»»
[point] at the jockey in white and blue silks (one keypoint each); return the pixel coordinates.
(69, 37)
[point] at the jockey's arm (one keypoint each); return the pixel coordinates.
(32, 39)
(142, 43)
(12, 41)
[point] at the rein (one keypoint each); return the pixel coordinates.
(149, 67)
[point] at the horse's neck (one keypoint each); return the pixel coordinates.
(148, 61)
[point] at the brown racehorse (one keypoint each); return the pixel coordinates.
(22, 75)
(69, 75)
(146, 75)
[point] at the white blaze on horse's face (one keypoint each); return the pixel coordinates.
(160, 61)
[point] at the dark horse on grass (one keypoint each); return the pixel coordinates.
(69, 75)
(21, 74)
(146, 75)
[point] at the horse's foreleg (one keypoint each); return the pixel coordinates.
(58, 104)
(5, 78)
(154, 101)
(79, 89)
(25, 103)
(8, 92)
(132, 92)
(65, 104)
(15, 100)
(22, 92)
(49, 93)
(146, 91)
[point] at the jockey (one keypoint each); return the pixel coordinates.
««
## WHAT IS REQUIRED
Render all of the entries above as a numbered list, omitting any blank lines.

## SOLUTION FOR THIS PROBLEM
1. [point] at the jockey in white and blue silks (one keypoint each); return the pixel coordinates.
2. (69, 37)
3. [point] at the jockey's arm (one keypoint each); return the pixel coordinates.
4. (32, 39)
5. (142, 43)
6. (12, 41)
7. [point] at the rein (one keypoint each); return the pixel coordinates.
8. (149, 67)
9. [point] at the horse's neck (one keypoint each); return the pixel coordinates.
10. (148, 61)
11. [point] at the brown racehorse (one keypoint each); return the pixel coordinates.
12. (22, 75)
13. (69, 75)
14. (146, 75)
15. [point] at the white blaze on horse's face (one keypoint each); return the pixel coordinates.
16. (160, 61)
17. [point] at the dark horse on grass (one keypoint each); return the pixel coordinates.
18. (69, 75)
19. (21, 74)
20. (146, 75)
21. [point] at the horse's foreleg (one keypoint each); return the pixel coordinates.
22. (58, 104)
23. (5, 78)
24. (154, 101)
25. (79, 89)
26. (25, 103)
27. (8, 92)
28. (132, 92)
29. (65, 104)
30. (15, 100)
31. (22, 92)
32. (49, 93)
33. (146, 91)
34. [point] at the jockey (one keypoint each); return the pixel coordinates.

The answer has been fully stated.